◆ Selection
>>>

Nice. We will have to wait for the next JVET meeting in April to know its results. It is progressing rather quickly.

DTL
21st March 2023, 13:18
What is really required to make some real progressive step over classic h.264 is significant or complete move to object-oriented encoding. For any type of scene (including any natural scene).

Currenly as supplement to 'old-block-oriented' MPEGs I making simple pre-processing engine (pmode=1 for MDegrainN at mvtools2 software pack for avisynth environment) and it shows good benefit already (about 60 -> 90% of skipped blocks in x264 at crf=18 encoding and about 40..50% less bitrate at mostly static scene and about 5% less bitrate at mixed-scenes movie). And it still not support 'forward' motion compensation for moving scenes so total mixed-scenes title encoding benefit will be higher after full idea implementation. Example of processing software at https://forum.doom9.org/showthread.php?p=1984527#post1984527 .

<<<

◆ Records provided
>>>

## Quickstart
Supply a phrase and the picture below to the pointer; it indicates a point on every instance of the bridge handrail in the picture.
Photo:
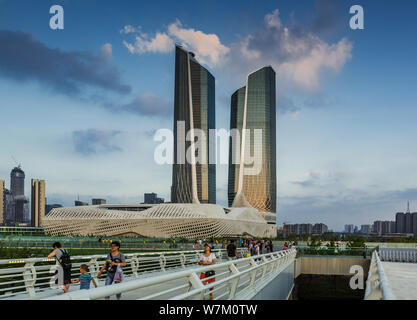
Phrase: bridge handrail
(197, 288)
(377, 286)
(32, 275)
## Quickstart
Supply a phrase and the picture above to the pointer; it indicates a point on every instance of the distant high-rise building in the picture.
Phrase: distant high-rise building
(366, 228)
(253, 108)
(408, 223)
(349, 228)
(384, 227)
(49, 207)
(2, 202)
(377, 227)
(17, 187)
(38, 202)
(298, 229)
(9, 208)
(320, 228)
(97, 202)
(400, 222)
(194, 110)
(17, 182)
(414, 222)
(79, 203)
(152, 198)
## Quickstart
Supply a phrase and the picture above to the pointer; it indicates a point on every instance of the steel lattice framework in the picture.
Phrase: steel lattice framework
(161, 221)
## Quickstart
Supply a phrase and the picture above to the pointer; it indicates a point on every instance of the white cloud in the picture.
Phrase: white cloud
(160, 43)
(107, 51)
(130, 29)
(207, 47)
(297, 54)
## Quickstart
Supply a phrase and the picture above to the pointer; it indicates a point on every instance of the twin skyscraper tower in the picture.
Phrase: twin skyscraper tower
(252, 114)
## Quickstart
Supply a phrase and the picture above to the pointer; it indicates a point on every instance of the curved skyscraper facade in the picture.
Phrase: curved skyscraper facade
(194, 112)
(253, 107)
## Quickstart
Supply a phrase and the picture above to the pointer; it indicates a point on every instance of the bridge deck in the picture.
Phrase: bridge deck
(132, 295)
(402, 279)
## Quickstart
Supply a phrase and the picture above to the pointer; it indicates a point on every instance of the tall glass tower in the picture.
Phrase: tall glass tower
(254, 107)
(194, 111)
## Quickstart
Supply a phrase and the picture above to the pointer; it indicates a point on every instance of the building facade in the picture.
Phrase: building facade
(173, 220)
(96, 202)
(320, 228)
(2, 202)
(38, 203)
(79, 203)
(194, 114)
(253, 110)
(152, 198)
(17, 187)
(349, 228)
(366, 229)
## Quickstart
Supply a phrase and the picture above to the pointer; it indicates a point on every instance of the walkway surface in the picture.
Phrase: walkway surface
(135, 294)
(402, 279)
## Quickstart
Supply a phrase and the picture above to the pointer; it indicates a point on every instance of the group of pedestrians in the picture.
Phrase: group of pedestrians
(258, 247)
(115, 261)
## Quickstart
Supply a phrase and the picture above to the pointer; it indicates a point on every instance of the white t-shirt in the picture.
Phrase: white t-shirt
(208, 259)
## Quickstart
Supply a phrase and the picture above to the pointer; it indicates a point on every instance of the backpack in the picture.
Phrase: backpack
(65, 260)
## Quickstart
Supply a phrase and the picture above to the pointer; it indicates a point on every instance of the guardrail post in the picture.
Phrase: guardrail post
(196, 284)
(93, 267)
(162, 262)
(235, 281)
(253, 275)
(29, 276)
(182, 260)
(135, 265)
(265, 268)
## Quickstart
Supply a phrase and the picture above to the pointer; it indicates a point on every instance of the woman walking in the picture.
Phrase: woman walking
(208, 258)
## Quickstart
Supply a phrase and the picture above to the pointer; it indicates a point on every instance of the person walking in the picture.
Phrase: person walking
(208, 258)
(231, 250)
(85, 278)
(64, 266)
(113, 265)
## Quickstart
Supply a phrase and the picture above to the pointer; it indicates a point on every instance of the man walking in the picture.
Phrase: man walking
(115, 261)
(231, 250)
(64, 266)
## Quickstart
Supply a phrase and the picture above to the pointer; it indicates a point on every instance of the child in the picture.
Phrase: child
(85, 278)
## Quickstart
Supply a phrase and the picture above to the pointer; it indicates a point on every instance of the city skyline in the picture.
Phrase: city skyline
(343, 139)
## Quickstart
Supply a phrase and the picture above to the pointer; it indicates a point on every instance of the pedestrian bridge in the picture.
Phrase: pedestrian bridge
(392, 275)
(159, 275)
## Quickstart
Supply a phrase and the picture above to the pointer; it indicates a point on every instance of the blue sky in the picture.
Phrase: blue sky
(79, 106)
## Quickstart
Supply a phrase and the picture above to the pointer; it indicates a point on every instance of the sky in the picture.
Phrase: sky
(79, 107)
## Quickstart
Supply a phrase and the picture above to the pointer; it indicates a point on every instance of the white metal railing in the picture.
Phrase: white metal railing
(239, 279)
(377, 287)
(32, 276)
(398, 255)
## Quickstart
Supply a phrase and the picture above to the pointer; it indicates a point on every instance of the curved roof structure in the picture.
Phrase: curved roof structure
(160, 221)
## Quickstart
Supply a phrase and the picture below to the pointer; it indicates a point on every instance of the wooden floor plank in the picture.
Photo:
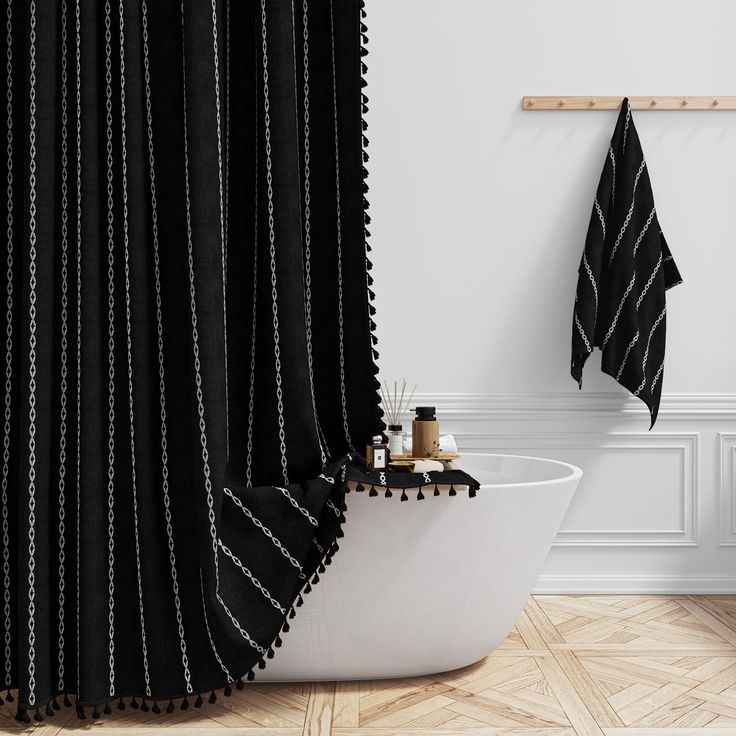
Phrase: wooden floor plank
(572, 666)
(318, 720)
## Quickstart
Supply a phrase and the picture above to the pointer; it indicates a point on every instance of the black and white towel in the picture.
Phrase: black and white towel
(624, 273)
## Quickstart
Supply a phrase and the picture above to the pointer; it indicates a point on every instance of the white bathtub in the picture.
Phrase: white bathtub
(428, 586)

<<<
>>>

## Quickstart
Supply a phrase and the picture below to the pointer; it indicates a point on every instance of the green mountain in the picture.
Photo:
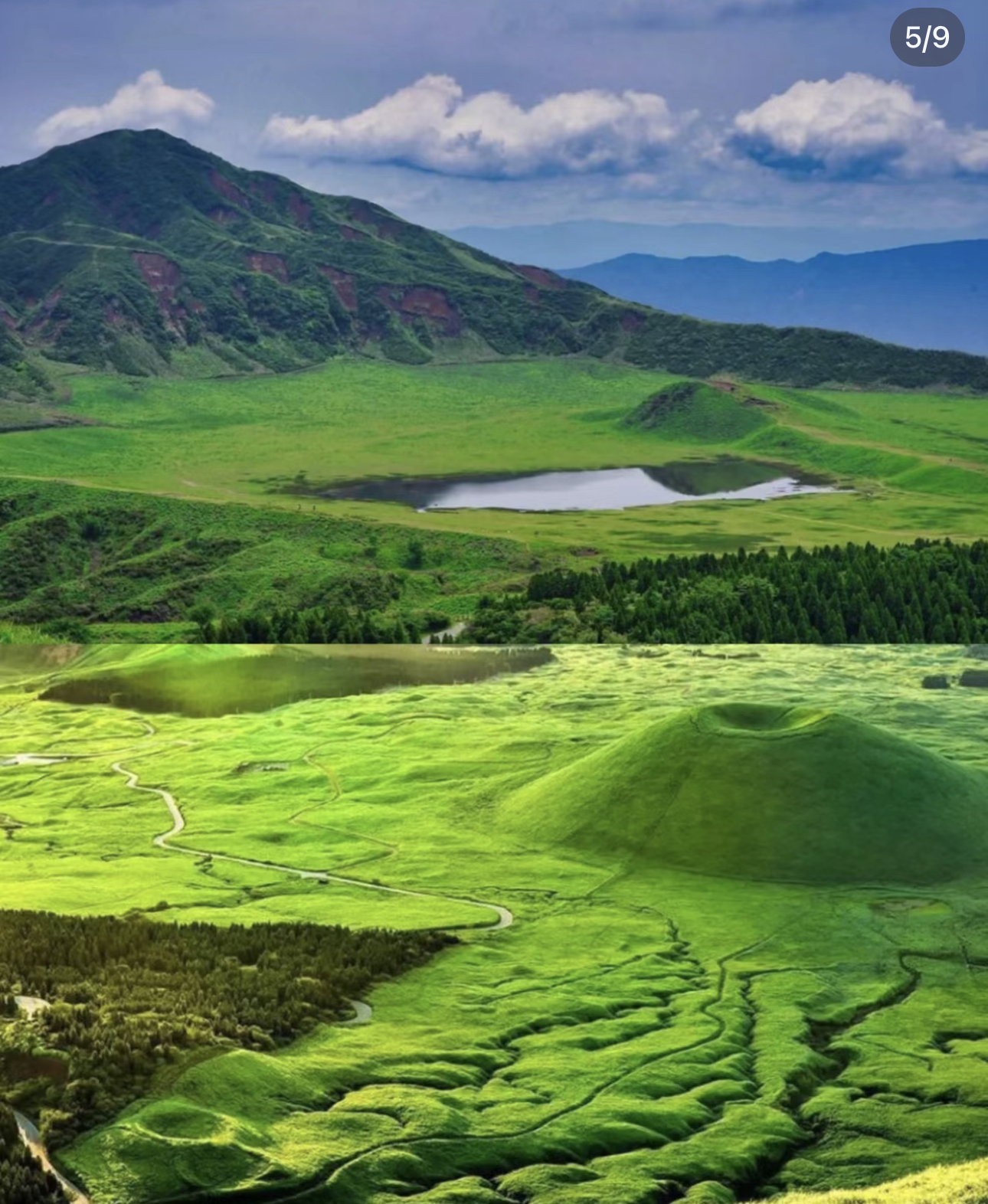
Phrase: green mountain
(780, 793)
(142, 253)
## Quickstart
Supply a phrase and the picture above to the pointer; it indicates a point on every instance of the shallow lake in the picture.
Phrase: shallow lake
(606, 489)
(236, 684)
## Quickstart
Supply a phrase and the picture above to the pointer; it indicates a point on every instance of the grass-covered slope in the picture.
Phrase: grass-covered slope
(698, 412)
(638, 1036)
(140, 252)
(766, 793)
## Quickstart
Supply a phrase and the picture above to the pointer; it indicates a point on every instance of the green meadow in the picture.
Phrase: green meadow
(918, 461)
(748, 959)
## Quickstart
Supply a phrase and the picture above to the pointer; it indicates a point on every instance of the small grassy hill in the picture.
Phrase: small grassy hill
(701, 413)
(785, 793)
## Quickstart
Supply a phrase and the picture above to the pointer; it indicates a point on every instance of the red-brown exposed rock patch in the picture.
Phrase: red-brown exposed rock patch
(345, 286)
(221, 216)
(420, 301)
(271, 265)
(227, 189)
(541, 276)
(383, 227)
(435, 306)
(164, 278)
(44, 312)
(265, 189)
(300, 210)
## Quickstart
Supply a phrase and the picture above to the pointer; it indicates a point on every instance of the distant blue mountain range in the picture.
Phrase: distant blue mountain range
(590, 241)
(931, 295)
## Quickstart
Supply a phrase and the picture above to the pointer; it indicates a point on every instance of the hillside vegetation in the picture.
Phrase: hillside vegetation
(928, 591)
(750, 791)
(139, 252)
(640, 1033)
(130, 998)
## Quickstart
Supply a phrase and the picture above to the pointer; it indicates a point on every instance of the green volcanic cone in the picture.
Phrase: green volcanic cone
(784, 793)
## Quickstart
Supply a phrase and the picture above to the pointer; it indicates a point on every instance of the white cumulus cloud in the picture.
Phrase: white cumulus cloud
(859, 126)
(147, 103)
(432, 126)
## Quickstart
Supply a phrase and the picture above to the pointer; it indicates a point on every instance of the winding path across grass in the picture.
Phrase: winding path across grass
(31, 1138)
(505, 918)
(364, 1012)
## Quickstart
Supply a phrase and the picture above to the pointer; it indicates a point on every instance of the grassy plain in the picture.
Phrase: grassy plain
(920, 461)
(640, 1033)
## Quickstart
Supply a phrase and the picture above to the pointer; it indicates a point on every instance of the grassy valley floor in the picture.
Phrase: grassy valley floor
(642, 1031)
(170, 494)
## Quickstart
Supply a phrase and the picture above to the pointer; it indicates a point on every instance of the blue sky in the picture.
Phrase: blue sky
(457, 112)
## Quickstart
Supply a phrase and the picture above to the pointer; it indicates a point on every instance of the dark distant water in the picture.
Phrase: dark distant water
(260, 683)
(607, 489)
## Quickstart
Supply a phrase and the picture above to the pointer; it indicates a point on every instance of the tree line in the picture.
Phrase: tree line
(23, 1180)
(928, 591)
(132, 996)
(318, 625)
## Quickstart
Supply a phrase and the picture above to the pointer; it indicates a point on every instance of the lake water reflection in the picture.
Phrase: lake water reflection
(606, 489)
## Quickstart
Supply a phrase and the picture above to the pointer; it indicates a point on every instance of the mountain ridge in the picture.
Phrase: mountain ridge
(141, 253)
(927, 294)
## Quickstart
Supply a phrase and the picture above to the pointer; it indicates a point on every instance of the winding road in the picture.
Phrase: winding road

<<<
>>>

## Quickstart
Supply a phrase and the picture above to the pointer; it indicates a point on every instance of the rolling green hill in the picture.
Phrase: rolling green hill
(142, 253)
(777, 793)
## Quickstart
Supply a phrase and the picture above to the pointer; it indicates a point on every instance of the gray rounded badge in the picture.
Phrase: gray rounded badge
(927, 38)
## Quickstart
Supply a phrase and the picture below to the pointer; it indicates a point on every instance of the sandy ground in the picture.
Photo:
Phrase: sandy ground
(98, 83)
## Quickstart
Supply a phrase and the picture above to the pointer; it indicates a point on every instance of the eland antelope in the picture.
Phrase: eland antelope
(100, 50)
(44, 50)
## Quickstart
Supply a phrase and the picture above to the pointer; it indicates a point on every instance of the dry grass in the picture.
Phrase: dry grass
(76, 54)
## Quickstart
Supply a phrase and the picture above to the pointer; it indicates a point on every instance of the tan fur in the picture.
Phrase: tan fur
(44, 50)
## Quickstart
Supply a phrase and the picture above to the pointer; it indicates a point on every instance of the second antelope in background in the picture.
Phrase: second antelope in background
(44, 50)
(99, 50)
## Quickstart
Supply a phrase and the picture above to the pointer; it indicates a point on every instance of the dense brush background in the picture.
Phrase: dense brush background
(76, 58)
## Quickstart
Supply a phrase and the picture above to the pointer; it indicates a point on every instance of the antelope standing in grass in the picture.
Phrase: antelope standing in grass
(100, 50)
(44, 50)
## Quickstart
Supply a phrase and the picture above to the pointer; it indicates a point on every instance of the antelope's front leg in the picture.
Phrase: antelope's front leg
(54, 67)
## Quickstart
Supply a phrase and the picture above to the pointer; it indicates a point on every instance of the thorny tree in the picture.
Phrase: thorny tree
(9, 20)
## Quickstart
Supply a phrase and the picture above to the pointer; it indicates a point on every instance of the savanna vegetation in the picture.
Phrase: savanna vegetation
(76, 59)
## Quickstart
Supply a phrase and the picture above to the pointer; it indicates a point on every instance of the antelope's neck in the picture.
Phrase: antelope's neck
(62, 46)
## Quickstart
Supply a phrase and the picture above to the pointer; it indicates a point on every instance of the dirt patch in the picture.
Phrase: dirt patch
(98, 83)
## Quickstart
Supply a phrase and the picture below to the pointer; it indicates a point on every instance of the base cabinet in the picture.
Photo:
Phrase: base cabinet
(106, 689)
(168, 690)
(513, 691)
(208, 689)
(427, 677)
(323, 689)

<<<

According to the forum thread, how much less bitrate does the pre-processing engine give on a mixed-scenes movie? The records are drawn from a separate source unrelated to the forum thread.

About 5% less bitrate.